■ **Article**
## START

The data presented in this paper represent the first imaging circular polarimetry of OMC-1, a high-mass star-forming region. The results obtained show a stark contrast to the low-mass sources, with degrees of circular polarization an order of magnitude greater. In the following sections, we describe how the circular polarimetry data were obtained, then present the results and compare them with other complementary data sets. Most existing models have thus far only considered scattering from spherical grains. Here, we apply a model that calculates scattering off aligned aspherical grains (Gledhill & McCall, in preparation) to analyse our results. Finally, we discuss the implications of these results for the cloud morphology and briefly comment on their significance to the origins of life.
Circular polarimetric observations of OMC-1, in the J, H and Kn bands, were obtained on the night of 1996 November 20 at the 3.9-m Anglo-Australian Telescope (AAT), Siding Spring, Australia. The facility infrared imager—spectrometer, IRIS, was used at the f/15 telescope focus using instrument optics that provided a 0.6-arcsec pixel scale.

## END

■ **Data shown**
## START

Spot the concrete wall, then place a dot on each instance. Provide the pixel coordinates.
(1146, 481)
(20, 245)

## END

■ **Written task**
In the passage on OMC-1, what telescope were the circular polarimetric observations made with?

■ **Result for this exercise**
The 3.9-m Anglo-Australian Telescope (AAT) at Siding Spring, Australia.